## PODANY FRAGMENT:
___

Nigdy nie stworzę związku z kobietą
Szczere wyznanie Tomasza Kammela (50 l.)
Być może już nigdy nie zobaczymy Tomasza Kammela (50 l.) u boku żadnej kobiety, a przynajmniej na dłużej. Gwiazdor TVP szczerze wyznaje, że nie potrafi być w związku, i gorzko przewiduje, że zostanie starym kawalerem. – Kiedyś myślałem, że coś jest ze mną nie tak – mówi.
Kammel nigdy nie mówił zbyt wiele o swoim życiu uczuciowym. Wiadomo, że prowadzący „Pytania na śniadanie” przez kilka lat był związany z bizneswoman Katarzyną Niezgodą (52 l.). Ostatnio spotykał się zaś z tajemniczą kobietą o tym samym imieniu. Ale wygląda na to, że i ten związek stał się już przeszłością.

___

## ZAPISY:
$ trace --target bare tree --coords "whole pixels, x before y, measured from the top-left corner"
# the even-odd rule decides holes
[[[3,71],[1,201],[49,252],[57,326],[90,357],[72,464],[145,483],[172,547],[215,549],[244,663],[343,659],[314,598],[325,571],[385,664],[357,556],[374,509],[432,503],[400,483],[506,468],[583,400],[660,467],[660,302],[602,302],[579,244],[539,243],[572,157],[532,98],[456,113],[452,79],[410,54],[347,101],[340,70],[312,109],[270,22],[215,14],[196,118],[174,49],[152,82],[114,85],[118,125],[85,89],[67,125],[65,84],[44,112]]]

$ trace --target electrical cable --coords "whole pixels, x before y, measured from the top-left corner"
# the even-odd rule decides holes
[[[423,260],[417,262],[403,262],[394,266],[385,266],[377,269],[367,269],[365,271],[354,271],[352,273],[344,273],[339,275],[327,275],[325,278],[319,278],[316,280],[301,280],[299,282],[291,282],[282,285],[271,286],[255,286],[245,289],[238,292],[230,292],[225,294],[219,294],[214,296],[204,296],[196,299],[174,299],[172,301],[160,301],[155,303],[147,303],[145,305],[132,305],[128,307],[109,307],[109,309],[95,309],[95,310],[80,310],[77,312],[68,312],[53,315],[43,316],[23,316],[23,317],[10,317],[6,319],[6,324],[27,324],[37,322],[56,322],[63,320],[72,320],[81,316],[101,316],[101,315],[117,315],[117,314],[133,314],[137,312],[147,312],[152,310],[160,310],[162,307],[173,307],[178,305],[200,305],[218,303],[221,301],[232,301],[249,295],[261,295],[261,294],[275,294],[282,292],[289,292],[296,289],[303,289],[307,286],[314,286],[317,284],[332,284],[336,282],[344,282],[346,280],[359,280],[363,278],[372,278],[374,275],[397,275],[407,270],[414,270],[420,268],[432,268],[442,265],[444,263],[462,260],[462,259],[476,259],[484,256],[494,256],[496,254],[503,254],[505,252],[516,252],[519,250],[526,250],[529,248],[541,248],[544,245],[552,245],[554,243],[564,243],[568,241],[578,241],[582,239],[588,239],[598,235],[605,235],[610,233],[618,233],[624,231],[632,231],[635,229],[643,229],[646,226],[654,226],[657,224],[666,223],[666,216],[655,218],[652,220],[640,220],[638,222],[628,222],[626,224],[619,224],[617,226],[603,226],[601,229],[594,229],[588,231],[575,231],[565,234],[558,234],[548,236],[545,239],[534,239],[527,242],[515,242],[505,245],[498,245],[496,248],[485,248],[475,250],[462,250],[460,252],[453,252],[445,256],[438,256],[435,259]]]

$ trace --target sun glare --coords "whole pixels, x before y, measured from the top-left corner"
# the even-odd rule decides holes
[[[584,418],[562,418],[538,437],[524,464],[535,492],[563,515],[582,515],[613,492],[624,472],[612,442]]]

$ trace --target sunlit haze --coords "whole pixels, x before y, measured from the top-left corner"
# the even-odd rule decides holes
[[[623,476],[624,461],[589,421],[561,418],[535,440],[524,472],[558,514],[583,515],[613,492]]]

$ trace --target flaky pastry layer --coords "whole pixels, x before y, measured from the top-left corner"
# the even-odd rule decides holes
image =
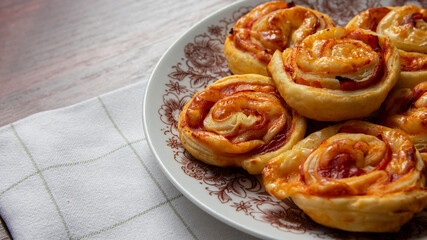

___

## TWOJE ZADANIE:
Przepisz w całości podany wyżej fragment, nie zmieniając w nim ani słowa.

## OSTATECZNA ODPOWIEDŹ:
Nigdy nie stworzę związku z kobietą
Szczere wyznanie Tomasza Kammela (50 l.)
Być może już nigdy nie zobaczymy Tomasza Kammela (50 l.) u boku żadnej kobiety, a przynajmniej na dłużej. Gwiazdor TVP szczerze wyznaje, że nie potrafi być w związku, i gorzko przewiduje, że zostanie starym kawalerem. – Kiedyś myślałem, że coś jest ze mną nie tak – mówi.
Kammel nigdy nie mówił zbyt wiele o swoim życiu uczuciowym. Wiadomo, że prowadzący „Pytania na śniadanie” przez kilka lat był związany z bizneswoman Katarzyną Niezgodą (52 l.). Ostatnio spotykał się zaś z tajemniczą kobietą o tym samym imieniu. Ale wygląda na to, że i ten związek stał się już przeszłością.